## YOUR OBJECTIVE
Report every line below that contains the string "steel", matching case exactly.

## DATA RECORDS
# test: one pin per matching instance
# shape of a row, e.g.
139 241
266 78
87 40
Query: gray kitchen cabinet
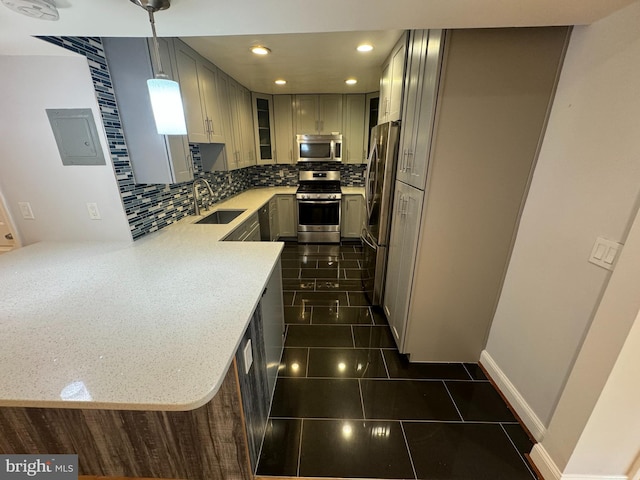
287 223
425 52
391 83
318 114
284 137
442 289
352 216
264 128
208 75
198 84
405 230
248 156
272 308
155 159
274 227
353 146
242 148
371 117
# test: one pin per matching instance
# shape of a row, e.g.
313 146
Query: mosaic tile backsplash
152 207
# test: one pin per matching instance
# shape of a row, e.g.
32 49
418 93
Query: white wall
585 186
30 166
594 429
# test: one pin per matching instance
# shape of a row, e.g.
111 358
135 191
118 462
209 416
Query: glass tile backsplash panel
152 207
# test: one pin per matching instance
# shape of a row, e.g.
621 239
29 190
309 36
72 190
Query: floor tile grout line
468 372
452 400
364 413
300 447
533 475
407 420
406 444
384 362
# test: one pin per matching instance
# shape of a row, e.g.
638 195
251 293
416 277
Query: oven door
319 221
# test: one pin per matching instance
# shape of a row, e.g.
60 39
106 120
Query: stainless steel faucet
200 181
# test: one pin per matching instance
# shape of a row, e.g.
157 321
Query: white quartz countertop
148 325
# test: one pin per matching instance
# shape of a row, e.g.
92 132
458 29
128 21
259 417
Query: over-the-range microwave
319 148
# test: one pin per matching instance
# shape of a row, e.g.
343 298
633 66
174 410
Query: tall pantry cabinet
466 158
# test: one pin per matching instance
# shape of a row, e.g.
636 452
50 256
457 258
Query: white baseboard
544 463
517 401
550 471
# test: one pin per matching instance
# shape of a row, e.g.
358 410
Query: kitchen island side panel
202 444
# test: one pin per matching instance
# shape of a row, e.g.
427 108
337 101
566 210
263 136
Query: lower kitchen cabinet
257 370
405 229
287 224
352 216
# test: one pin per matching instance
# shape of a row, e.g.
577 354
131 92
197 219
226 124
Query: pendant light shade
166 103
164 93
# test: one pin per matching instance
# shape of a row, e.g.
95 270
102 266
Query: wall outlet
248 356
94 213
25 210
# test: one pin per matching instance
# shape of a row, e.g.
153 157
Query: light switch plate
248 356
25 210
605 253
94 213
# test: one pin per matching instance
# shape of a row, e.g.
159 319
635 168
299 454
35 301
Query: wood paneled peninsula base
208 443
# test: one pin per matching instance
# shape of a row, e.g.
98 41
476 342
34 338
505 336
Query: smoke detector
41 9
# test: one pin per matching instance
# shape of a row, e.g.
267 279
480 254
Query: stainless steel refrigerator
379 187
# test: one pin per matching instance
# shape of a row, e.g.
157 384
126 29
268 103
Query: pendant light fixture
164 93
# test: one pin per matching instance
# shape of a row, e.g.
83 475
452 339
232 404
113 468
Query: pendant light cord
155 44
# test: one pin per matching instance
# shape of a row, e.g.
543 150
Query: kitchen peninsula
132 354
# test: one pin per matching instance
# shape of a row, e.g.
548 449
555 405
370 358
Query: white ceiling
311 63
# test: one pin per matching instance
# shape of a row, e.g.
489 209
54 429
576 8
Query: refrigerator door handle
367 186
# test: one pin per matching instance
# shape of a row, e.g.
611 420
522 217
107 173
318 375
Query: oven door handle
319 202
365 239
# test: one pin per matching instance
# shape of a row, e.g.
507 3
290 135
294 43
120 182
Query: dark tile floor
348 405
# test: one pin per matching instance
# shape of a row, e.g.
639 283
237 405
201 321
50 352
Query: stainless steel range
319 197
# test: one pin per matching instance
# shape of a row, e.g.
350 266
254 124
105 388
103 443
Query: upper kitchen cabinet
391 83
240 144
318 114
198 84
425 52
452 236
159 159
354 148
264 130
283 113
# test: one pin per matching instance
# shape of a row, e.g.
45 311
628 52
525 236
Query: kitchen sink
221 216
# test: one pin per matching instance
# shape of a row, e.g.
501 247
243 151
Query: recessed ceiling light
40 9
260 50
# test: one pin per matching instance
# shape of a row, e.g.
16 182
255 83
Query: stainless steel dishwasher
265 229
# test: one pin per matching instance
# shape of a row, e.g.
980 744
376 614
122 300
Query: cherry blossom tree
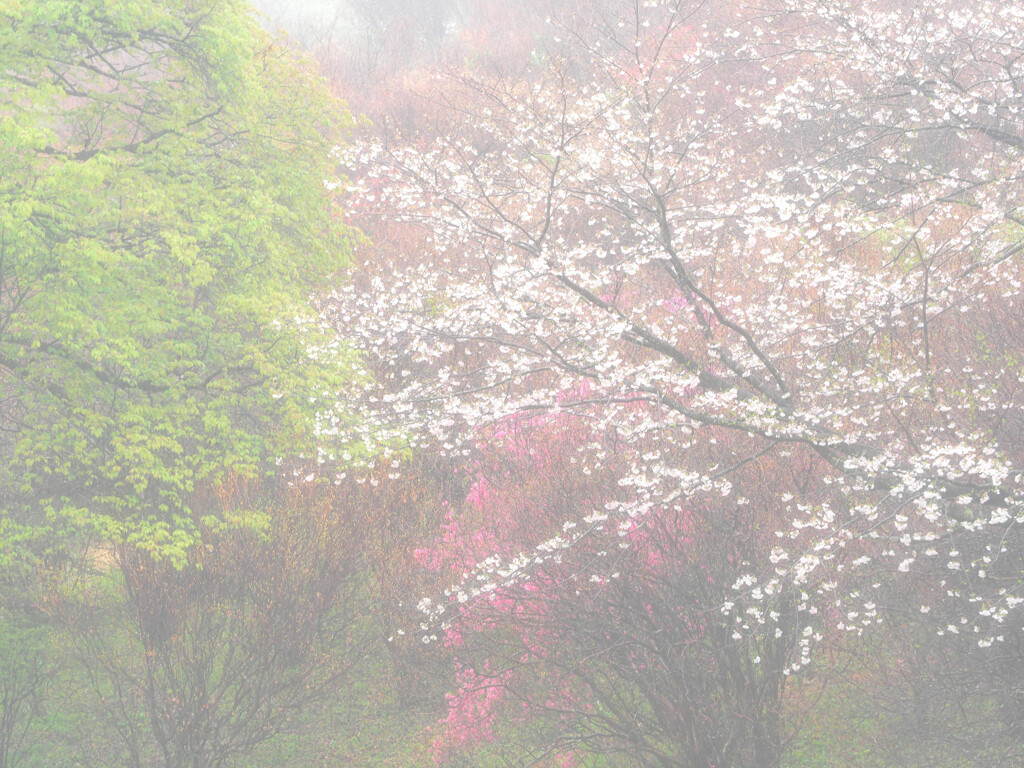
795 223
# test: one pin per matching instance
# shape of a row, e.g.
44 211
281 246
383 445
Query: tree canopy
162 225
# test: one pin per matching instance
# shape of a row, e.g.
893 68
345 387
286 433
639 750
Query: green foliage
162 223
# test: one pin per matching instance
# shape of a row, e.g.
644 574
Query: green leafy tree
163 222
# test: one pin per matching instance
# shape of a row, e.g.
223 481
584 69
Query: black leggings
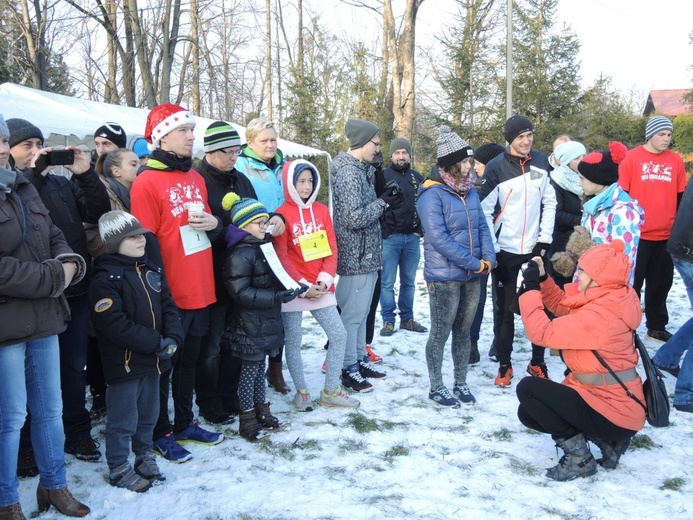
551 407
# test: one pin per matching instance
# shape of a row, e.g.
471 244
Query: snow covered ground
398 457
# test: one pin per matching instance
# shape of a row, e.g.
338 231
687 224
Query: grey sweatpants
354 294
328 319
453 306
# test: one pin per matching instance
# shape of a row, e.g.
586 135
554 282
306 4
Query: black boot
248 426
268 421
576 462
611 450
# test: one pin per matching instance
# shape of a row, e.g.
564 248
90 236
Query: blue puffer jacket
456 235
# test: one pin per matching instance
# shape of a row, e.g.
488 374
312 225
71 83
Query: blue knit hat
140 148
243 210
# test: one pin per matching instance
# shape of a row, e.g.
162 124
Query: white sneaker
338 398
302 401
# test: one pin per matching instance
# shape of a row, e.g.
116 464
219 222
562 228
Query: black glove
541 249
393 194
167 348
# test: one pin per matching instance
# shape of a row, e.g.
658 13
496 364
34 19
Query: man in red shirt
656 177
170 199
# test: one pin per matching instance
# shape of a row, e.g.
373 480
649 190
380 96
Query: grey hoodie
356 214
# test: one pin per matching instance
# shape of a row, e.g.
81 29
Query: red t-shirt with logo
654 180
158 200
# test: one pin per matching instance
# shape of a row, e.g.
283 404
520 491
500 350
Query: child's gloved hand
167 348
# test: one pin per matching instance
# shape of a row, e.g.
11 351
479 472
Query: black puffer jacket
219 183
401 219
254 327
32 279
84 198
132 310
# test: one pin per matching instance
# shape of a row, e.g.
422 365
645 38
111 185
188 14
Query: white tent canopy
66 120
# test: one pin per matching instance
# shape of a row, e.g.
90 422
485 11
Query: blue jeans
669 356
403 252
30 375
132 408
685 269
453 306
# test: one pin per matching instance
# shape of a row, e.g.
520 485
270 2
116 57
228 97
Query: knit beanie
4 131
516 125
602 167
21 130
487 151
656 124
359 132
114 133
451 147
116 225
243 210
400 143
162 120
220 135
606 264
568 152
140 147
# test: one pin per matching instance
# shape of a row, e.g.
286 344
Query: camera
393 188
54 158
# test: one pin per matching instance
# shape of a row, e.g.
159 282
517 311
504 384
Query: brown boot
248 426
275 378
62 500
13 512
268 421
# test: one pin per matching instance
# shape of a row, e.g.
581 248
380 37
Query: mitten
540 249
167 348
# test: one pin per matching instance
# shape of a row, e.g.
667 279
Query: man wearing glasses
356 212
217 372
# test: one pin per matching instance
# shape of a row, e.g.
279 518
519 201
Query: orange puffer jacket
601 318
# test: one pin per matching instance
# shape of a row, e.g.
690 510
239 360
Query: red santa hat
162 120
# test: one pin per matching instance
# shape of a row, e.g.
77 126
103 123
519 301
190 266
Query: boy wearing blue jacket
139 329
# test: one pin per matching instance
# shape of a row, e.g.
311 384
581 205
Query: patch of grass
398 450
521 466
350 445
502 435
642 441
673 484
361 423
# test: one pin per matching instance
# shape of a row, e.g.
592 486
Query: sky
397 457
641 44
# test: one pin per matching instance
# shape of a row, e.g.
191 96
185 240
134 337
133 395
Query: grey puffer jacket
32 280
356 214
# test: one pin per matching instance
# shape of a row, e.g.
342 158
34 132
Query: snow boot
248 426
268 421
611 450
577 460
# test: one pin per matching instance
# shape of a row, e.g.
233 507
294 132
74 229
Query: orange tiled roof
668 102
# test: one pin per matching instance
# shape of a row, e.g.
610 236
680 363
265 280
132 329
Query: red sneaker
372 356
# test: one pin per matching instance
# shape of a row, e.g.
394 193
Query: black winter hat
487 151
21 130
114 133
516 125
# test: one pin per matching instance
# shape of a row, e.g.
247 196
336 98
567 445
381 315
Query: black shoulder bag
656 398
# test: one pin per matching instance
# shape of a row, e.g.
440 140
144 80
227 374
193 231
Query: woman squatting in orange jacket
598 312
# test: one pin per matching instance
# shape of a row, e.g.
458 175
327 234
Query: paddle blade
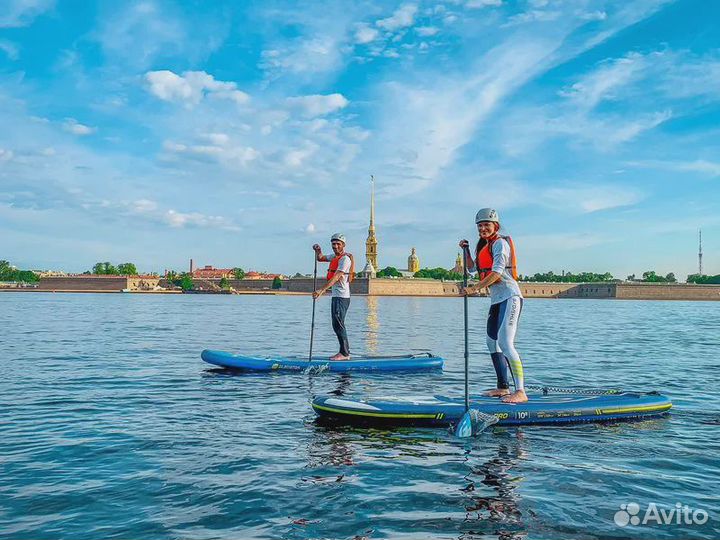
473 422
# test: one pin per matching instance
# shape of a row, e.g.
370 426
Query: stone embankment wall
667 291
83 283
97 283
395 287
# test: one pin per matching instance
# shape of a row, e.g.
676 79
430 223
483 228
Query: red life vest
336 261
484 259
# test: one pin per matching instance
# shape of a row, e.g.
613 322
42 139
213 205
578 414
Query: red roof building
208 272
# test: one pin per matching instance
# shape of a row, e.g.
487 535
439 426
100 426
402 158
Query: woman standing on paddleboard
496 266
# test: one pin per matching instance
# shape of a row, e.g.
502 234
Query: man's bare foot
516 397
496 392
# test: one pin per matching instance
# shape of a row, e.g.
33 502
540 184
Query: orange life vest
336 261
484 259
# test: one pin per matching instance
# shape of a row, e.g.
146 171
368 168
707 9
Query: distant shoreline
557 291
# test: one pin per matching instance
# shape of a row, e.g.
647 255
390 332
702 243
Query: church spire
371 242
372 203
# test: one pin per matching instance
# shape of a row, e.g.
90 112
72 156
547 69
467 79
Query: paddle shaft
466 254
312 323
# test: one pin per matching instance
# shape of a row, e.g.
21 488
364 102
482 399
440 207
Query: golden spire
372 203
371 242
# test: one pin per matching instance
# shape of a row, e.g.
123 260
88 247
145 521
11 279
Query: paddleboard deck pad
410 362
441 411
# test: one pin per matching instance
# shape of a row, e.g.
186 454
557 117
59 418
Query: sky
241 133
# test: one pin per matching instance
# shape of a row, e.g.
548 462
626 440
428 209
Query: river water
112 426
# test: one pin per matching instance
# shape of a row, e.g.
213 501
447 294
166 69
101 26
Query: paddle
473 421
312 324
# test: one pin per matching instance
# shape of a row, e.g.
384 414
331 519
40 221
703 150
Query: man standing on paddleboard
339 276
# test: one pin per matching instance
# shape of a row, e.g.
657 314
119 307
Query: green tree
389 271
105 269
8 273
186 283
703 280
127 269
438 273
568 277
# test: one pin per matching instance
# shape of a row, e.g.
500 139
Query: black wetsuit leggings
338 309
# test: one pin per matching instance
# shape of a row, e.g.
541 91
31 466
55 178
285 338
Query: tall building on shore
458 265
413 262
371 242
700 252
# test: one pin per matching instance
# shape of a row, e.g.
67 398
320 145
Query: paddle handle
312 323
466 254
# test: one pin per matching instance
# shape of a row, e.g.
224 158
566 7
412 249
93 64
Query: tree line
650 276
108 269
9 273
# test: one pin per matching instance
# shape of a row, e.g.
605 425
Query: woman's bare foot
516 397
496 392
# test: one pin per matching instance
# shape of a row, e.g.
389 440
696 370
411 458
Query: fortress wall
667 291
83 283
407 287
358 285
567 290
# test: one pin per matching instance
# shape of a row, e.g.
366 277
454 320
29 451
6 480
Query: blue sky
240 133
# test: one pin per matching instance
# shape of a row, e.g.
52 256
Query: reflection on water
114 427
373 326
499 508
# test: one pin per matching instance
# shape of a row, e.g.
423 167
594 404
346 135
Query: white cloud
426 31
474 4
227 154
709 168
18 13
10 49
73 126
150 210
600 84
138 33
307 55
296 158
218 139
318 105
144 206
403 17
364 33
589 198
594 16
192 87
195 219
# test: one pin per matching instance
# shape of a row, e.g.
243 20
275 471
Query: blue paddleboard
444 411
410 362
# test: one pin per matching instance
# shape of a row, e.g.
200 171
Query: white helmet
487 214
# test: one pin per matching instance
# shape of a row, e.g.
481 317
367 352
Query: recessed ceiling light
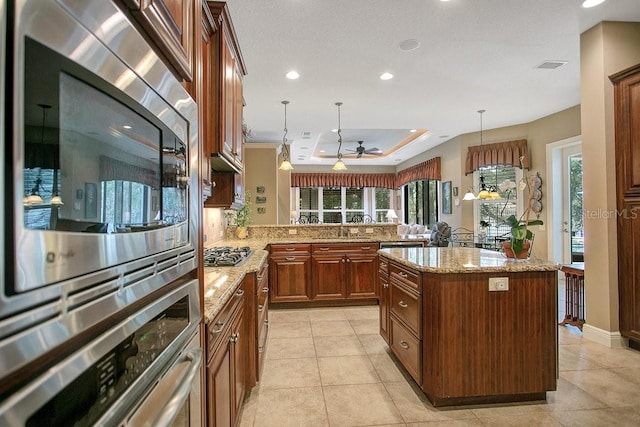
591 3
292 75
409 44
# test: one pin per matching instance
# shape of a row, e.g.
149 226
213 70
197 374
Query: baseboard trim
606 338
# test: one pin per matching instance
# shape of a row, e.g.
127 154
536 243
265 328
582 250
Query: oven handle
147 415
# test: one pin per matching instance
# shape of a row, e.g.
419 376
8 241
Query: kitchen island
469 325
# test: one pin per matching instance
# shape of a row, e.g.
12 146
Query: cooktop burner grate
225 256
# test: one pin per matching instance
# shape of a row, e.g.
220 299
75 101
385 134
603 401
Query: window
336 205
494 212
40 179
125 202
421 202
382 203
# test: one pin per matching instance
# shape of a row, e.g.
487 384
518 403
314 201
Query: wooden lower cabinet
344 271
290 273
464 344
227 352
383 295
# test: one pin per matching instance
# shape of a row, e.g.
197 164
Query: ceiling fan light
339 166
469 196
285 166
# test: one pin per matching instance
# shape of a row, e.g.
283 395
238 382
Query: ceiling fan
360 150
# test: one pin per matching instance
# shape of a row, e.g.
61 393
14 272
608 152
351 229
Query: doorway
565 212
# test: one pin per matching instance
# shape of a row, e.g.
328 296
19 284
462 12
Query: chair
463 237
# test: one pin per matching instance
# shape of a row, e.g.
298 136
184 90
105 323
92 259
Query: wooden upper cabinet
168 26
223 139
627 150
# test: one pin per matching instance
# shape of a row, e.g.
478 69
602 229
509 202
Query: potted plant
242 217
520 241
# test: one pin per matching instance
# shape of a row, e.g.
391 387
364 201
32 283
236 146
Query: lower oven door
109 380
176 399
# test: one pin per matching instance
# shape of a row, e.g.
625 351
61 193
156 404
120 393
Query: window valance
384 180
112 169
431 169
501 153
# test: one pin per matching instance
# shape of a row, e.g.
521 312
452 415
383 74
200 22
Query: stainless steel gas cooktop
225 256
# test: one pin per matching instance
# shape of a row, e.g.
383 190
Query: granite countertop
220 283
463 260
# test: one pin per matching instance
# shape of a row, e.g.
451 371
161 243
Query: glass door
573 229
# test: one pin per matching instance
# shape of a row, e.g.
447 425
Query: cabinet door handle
220 326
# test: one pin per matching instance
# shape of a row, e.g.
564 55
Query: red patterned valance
430 169
384 180
112 169
501 153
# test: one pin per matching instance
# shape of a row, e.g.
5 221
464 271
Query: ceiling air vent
551 65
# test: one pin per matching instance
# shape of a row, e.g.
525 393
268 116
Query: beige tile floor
330 367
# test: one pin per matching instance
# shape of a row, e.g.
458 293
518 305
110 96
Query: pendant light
339 165
286 164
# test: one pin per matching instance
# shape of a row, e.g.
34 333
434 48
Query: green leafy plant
520 232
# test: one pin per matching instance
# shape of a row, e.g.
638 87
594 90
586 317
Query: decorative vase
524 254
241 232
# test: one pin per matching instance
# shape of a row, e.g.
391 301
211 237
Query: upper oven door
103 141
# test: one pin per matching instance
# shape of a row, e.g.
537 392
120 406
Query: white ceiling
474 54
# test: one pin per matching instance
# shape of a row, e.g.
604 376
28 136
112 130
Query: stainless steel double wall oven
99 214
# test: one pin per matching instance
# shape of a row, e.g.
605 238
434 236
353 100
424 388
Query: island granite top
463 260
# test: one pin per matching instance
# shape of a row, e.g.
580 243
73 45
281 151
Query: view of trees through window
421 202
575 197
335 205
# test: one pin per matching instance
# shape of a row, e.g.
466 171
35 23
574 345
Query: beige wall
261 170
538 133
605 49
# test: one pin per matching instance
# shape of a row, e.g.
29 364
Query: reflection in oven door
108 381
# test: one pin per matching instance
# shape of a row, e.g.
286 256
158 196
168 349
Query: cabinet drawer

## EXERCISE RESPONSE
Query: stainless steel faucet
Query: stainless steel refrigerator
Query: stainless steel range
Query: stainless steel dishwasher
Query: stainless steel gas cooktop
Query: stainless steel double wall oven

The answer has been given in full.